AIM: Arrange the lines below as a numbered list, skipping any blank lines. Leave the pictures out of your answer.

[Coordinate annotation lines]
━━━━━━━━━━━━━━━━
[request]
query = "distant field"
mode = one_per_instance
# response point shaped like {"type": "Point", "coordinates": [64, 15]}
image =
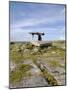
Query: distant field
{"type": "Point", "coordinates": [32, 66]}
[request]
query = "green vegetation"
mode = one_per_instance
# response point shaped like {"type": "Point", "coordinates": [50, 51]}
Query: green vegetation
{"type": "Point", "coordinates": [24, 55]}
{"type": "Point", "coordinates": [19, 73]}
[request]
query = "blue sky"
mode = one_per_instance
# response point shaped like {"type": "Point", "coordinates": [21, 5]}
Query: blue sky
{"type": "Point", "coordinates": [34, 17]}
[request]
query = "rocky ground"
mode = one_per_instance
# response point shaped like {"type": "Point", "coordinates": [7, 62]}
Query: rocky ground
{"type": "Point", "coordinates": [32, 66]}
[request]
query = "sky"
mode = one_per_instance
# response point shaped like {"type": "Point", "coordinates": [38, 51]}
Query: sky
{"type": "Point", "coordinates": [36, 17]}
━━━━━━━━━━━━━━━━
CORRECT RESPONSE:
1. [request]
2. query = "distant field"
3. mode = one_per_instance
4. # response point shaped like {"type": "Point", "coordinates": [64, 15]}
5. image =
6. Query: distant field
7. {"type": "Point", "coordinates": [32, 66]}
8. [request]
9. query = "green vegetation"
10. mode = one_per_instance
11. # response point shaped like {"type": "Point", "coordinates": [50, 51]}
12. Query: green vegetation
13. {"type": "Point", "coordinates": [24, 55]}
14. {"type": "Point", "coordinates": [19, 73]}
15. [request]
16. query = "blue sky"
17. mode = one_per_instance
18. # response point shaped like {"type": "Point", "coordinates": [21, 5]}
19. Query: blue sky
20. {"type": "Point", "coordinates": [34, 17]}
21. [request]
22. query = "rocky ground"
23. mode = one_per_instance
24. # response point shaped like {"type": "Point", "coordinates": [7, 62]}
25. Query: rocky ground
26. {"type": "Point", "coordinates": [32, 66]}
27. [request]
28. query = "sky"
29. mode = one_per_instance
30. # response point shaped like {"type": "Point", "coordinates": [38, 51]}
31. Query: sky
32. {"type": "Point", "coordinates": [36, 17]}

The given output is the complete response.